### DOCUMENT EXCERPT
=-=-=

He also made clear that he disagreed with ex-PM Rishi Sunak’s decision to call a July election rather than wait until the autumn.

“I’m pretty sure that we will get rate cuts this year and therefore I have never quite understood why the previous Prime Minister decided to go early to the country when I think there would have been an increasingly good economic story,” he said.

“Rate cuts mean mortgage cuts for people and that matters to voters.”

Economists are split over whether the MPC will cut rates on Thursday, saying the decision is on a “knife-edge”.

The UK’s base rate has been held at 5.25 per cent since August last year as part of the central bank’s task to put a lid on unruly inflation.

But with inflation hitting the Bank’s two per ent target level for the past two months, hopes have been raised that rates can start to be reduced, easing the pressure on borrowers.

If so, it would mark the first time that UK rates have been cut since the onset of the Covid-19 pandemic in March 2020.

Andrew Goodwin, chief UK economist at Oxford Economics, said he thinks the MPC could hold rates at 5.25 per cent for another month.

This is partly because financial markets are leaning towards a September cut, and the Bank may want to avoid “surprising” investors.

“The MPC hasn’t gone against the market consensus since November 2021,” Mr Goodwin said.

“Though not completely beholden to markets, we think the MPC would prefer to take markets with them rather than take them by surprise, particularly if there is little urgency.”

Experts at Pantheon Macroeconomics agreed that policymakers will keep rates on hold in August but “signal they expect to cut rates in the coming months”.

“The swing voters - (BoE governor) Andrew Bailey, Clare Lombardelli and Sarah Breeden - have not spoken since the General Election, which could suggest they are not ready to take the plunge,” Pantheon’s economists said.

James Smith, developed market economist for ING, said it will be a “close call” but he expects a majority of policymakers to vote in favour of a 0.25 percentage point rate cut on Thursday.

He said services inflation, which looks only at service-related industries such as hospitality and culture, is the “guiding light for Bank of England policy right now”.

“More recently, services inflation has been propped up by a spike in hotel prices,” he said, suggesting that the Bank could be less concerned by the “highly volatile” nature of the data.

“The bottom line is that there is just about enough in the recent data to give the Bank confidence to begin lowering rates,” Mr Smith concluded.

Sanjay Raja, senior economist for Deutsche Bank, also predicted that rates will be cut to five per cent but stressed it will be a “delicate balance”.

“With the bank rate held steady for the better part of a year now, risk management considerations may be shifting from having done ‘too little’ to ‘too much’,” he said.

=-=-=

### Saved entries
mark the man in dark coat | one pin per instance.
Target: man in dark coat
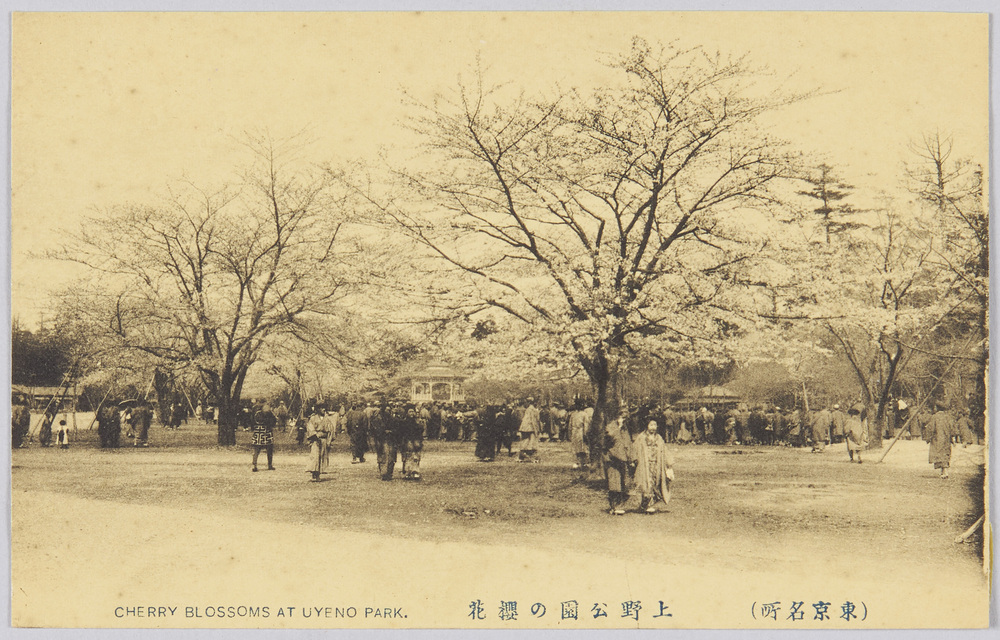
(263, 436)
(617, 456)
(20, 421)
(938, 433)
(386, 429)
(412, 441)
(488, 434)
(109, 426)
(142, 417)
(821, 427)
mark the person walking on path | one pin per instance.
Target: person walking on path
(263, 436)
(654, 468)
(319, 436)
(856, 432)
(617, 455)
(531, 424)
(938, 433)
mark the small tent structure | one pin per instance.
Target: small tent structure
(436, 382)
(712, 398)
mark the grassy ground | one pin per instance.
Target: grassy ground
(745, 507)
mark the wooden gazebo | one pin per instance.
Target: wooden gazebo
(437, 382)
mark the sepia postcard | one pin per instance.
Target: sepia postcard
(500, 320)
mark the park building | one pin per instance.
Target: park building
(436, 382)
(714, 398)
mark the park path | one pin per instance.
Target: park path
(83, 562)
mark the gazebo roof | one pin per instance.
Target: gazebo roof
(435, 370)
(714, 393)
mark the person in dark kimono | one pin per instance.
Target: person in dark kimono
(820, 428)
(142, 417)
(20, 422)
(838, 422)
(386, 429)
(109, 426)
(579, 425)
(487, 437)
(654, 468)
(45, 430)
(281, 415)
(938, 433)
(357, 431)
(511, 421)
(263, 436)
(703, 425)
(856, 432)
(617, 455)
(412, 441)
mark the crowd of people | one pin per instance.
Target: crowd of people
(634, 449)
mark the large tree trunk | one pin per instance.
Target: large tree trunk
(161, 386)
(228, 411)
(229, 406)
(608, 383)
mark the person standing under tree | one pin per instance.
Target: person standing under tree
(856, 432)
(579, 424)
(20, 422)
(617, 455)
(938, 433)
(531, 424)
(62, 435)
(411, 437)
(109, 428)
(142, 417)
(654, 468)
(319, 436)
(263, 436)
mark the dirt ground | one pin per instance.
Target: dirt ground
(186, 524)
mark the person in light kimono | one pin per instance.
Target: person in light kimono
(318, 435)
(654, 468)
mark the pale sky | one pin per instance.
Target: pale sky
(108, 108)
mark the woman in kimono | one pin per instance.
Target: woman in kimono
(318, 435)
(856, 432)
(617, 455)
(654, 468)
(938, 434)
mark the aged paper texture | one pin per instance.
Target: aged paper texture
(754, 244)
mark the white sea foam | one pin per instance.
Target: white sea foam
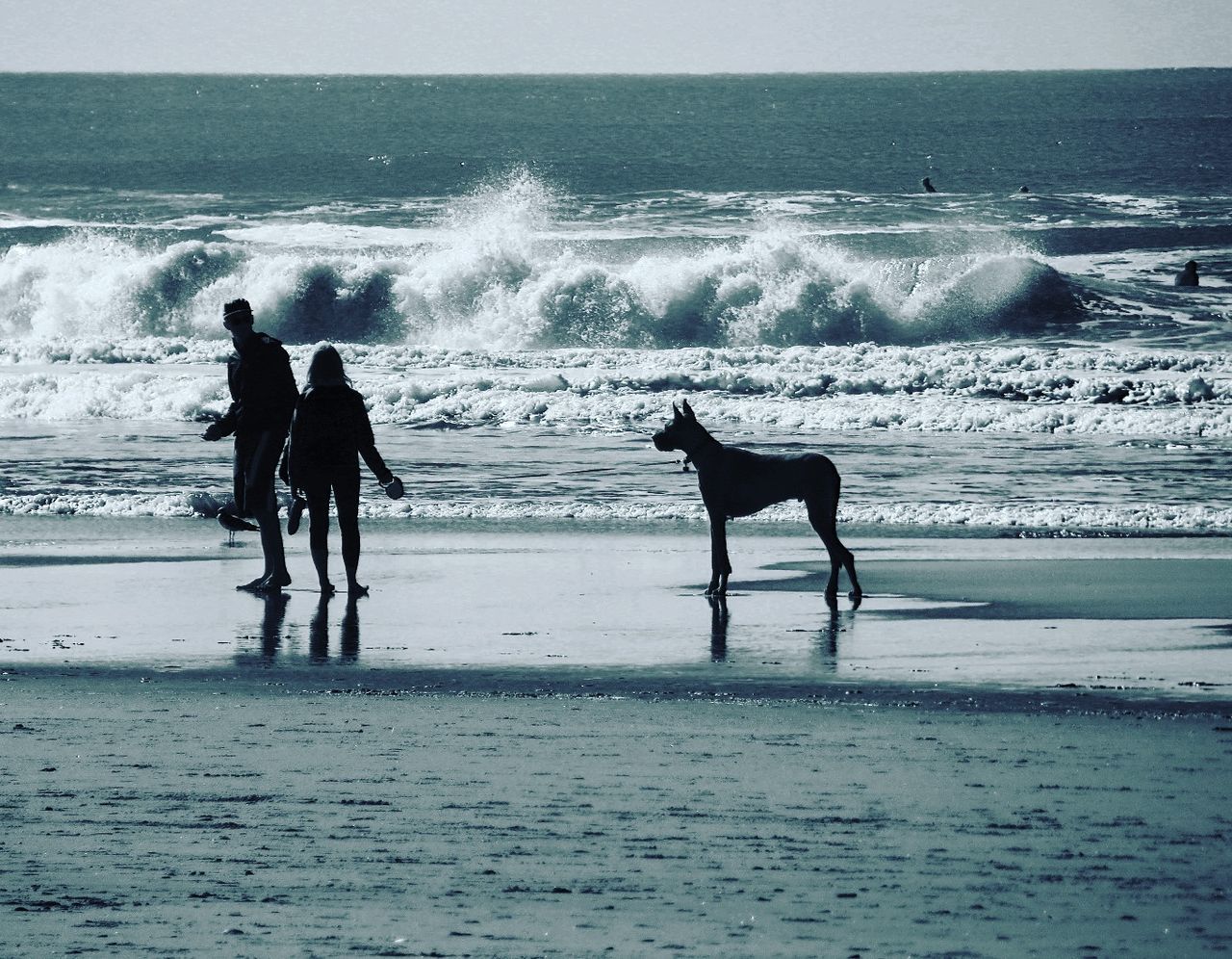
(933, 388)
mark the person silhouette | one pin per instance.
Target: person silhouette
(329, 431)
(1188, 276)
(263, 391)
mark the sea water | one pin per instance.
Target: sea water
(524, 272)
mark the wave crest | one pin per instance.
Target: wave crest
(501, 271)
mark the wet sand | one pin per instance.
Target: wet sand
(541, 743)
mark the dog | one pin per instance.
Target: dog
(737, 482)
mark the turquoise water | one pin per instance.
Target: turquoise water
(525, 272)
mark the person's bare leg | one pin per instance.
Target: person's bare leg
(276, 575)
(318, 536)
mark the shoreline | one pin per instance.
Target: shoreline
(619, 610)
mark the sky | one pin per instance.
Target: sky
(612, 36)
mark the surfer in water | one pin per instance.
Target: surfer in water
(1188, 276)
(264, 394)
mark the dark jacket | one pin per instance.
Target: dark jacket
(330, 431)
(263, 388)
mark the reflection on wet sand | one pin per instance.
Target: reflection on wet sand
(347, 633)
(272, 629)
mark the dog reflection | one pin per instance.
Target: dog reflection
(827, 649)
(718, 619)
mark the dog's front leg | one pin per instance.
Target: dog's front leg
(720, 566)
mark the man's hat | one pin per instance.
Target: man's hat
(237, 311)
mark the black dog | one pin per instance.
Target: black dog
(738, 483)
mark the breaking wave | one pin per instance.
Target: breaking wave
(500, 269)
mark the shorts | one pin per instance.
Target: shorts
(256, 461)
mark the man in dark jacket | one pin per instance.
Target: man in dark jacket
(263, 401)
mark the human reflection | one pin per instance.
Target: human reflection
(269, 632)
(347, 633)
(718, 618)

=-=-=

### EXERCISE AIM
Can you set down, word for word, the part of the article on a possible Bank of England rate cut that begins at "The UK’s base" and stops after "Mr Goodwin said."?

### RESULT
The UK’s base rate has been held at 5.25 per cent since August last year as part of the central bank’s task to put a lid on unruly inflation.

But with inflation hitting the Bank’s two per ent target level for the past two months, hopes have been raised that rates can start to be reduced, easing the pressure on borrowers.

If so, it would mark the first time that UK rates have been cut since the onset of the Covid-19 pandemic in March 2020.

Andrew Goodwin, chief UK economist at Oxford Economics, said he thinks the MPC could hold rates at 5.25 per cent for another month.

This is partly because financial markets are leaning towards a September cut, and the Bank may want to avoid “surprising” investors.

“The MPC hasn’t gone against the market consensus since November 2021,” Mr Goodwin said.